### PROVIDED ENTRIES
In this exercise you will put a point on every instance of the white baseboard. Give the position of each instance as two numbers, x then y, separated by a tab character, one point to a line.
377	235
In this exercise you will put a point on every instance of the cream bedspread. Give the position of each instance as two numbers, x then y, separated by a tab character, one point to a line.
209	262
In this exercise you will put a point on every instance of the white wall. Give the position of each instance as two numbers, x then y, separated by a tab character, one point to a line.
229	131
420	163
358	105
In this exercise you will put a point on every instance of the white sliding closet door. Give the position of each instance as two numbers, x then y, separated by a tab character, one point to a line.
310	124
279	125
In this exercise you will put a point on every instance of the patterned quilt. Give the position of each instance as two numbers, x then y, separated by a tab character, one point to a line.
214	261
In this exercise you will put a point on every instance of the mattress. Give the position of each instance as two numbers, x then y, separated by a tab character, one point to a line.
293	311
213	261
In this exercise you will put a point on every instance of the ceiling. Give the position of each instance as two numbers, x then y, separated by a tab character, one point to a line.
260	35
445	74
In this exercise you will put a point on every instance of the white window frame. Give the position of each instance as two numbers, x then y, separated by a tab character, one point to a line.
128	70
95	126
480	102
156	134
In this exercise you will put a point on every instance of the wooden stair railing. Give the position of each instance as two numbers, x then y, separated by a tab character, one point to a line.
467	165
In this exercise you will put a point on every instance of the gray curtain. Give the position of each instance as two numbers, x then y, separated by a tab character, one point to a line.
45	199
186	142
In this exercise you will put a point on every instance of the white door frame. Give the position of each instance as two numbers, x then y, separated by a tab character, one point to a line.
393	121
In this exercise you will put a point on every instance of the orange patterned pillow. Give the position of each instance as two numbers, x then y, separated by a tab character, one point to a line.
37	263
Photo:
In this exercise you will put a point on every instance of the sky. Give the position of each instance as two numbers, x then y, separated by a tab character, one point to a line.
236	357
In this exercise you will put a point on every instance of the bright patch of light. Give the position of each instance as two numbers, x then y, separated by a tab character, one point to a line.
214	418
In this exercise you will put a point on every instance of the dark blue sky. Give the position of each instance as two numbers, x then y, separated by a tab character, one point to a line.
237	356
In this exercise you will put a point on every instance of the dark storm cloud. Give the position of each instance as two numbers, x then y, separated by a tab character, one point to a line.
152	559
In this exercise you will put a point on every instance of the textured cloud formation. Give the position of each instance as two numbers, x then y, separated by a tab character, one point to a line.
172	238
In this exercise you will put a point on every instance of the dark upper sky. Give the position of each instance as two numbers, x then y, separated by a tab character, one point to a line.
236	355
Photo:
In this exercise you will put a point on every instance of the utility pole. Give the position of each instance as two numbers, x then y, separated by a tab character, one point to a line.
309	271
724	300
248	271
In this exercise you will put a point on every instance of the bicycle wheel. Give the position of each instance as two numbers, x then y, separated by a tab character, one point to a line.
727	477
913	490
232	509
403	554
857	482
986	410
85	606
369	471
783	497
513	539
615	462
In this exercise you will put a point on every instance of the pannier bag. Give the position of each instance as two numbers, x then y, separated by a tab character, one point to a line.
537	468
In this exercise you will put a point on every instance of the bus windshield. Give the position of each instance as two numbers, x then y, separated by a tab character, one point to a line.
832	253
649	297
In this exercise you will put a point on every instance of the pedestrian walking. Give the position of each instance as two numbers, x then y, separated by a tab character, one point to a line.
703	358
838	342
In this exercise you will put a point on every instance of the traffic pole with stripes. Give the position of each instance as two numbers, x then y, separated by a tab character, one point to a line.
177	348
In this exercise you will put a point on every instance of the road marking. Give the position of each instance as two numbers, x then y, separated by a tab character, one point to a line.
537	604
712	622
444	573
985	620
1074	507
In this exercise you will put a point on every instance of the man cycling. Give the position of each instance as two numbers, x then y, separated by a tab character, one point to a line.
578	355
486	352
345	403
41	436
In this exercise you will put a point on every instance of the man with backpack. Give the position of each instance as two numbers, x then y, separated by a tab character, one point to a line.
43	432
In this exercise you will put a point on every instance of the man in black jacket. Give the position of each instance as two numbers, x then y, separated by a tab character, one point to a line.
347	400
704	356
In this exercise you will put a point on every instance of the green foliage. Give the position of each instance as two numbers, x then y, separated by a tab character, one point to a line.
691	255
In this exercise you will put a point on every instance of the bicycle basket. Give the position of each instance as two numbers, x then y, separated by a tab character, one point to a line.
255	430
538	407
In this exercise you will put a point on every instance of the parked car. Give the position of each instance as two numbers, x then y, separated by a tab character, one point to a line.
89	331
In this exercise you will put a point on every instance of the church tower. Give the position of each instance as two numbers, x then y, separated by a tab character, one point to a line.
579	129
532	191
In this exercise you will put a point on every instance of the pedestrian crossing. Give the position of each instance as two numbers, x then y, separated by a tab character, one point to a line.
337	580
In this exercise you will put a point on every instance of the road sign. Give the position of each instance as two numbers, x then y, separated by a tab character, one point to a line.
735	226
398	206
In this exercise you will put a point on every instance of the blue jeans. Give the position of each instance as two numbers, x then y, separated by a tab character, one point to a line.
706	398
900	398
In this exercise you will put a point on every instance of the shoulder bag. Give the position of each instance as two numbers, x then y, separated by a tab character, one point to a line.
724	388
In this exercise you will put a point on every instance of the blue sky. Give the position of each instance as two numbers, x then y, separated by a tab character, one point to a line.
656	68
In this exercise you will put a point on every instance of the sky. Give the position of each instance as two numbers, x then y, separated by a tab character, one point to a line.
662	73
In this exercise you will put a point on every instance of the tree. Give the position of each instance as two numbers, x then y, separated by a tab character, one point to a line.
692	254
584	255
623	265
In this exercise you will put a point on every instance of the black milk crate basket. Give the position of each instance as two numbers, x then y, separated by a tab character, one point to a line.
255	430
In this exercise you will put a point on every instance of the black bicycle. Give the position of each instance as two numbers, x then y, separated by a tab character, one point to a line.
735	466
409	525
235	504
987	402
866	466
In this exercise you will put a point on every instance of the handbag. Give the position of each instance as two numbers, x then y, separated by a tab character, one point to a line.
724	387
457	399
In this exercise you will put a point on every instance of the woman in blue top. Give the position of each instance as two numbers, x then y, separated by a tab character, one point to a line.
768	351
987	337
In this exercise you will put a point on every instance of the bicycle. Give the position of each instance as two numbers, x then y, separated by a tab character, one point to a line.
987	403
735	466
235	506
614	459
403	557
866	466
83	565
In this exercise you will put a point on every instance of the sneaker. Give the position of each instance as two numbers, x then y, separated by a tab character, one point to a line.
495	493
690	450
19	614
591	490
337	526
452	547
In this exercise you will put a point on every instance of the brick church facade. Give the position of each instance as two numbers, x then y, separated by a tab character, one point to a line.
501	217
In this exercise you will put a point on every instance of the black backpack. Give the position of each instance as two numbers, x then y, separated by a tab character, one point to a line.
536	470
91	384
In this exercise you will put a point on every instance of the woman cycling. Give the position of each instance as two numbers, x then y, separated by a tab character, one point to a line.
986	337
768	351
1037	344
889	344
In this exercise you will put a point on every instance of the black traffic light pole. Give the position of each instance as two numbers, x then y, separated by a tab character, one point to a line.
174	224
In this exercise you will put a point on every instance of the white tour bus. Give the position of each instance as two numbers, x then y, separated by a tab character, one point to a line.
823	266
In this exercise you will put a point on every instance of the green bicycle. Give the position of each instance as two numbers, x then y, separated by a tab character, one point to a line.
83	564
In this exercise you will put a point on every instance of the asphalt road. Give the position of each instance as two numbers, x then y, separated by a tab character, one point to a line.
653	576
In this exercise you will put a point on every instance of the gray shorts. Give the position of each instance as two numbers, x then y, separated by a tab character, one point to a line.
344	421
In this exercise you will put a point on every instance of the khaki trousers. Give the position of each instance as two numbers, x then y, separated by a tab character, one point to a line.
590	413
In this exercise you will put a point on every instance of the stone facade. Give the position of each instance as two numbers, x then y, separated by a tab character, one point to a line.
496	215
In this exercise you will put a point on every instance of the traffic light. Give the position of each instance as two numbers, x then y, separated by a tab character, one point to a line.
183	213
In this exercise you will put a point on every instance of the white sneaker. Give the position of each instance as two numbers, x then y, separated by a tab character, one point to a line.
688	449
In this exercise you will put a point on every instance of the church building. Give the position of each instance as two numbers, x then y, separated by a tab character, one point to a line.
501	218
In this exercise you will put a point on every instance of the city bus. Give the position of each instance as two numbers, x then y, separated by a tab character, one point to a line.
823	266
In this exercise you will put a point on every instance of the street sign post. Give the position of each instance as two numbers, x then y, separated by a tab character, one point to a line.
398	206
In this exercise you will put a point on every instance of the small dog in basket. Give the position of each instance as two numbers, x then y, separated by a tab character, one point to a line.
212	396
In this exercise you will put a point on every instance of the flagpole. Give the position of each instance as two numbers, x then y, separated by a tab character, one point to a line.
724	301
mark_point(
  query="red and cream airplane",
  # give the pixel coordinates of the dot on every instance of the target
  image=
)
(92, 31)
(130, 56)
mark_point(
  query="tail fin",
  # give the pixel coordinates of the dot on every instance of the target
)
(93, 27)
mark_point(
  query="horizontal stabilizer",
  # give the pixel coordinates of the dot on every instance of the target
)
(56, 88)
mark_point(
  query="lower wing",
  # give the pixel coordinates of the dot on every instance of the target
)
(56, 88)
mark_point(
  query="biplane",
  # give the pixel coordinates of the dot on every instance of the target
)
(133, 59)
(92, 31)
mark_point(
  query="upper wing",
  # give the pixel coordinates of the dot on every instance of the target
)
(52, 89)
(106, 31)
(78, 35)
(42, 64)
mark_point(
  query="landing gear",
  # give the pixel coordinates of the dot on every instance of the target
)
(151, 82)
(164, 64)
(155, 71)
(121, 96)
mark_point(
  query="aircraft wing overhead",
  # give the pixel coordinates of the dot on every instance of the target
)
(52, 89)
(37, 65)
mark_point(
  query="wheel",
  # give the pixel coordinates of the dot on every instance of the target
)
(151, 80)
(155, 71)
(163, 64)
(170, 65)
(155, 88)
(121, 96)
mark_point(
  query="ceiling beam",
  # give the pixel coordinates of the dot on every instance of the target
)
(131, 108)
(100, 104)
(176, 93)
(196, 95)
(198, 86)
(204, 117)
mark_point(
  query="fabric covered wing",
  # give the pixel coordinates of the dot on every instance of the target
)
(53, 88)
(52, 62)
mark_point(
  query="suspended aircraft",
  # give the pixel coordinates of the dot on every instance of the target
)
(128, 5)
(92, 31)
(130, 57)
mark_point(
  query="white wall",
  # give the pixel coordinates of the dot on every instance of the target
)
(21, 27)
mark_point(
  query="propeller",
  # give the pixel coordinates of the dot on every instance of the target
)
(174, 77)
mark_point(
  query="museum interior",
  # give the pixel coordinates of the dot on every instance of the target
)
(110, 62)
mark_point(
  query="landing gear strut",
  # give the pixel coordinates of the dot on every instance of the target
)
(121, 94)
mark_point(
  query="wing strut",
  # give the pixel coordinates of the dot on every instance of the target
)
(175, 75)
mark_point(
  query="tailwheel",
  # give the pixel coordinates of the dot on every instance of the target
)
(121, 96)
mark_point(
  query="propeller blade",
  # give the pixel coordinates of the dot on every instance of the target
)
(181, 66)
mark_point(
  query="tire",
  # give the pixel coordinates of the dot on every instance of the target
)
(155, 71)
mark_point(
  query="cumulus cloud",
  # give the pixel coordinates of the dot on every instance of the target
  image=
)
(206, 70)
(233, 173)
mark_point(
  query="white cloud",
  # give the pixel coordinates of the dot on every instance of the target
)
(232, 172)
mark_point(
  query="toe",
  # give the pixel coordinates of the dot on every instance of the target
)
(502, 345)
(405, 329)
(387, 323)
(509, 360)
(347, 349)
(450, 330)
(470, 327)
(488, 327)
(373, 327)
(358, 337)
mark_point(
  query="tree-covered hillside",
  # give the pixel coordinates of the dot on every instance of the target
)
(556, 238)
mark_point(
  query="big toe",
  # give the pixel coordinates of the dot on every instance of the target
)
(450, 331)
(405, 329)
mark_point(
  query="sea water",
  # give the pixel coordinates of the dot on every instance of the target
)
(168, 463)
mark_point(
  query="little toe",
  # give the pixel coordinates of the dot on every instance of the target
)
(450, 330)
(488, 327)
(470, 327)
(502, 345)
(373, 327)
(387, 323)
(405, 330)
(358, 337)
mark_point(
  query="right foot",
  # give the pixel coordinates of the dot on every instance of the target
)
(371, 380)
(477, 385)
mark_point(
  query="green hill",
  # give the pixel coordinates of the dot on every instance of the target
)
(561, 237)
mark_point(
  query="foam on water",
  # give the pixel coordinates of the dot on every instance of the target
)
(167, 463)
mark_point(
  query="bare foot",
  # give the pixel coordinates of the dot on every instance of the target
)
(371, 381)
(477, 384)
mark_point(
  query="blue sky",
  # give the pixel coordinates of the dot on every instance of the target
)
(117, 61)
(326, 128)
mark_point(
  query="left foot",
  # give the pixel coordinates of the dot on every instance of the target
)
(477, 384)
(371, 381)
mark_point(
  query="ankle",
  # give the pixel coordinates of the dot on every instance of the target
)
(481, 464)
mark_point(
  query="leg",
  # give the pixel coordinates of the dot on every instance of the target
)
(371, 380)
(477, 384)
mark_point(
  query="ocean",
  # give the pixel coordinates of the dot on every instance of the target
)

### DIRECTIONS
Above are the records. Copy every line in them holding "gear".

### TASK ANSWER
  query="landing gear",
  query="landing gear strut",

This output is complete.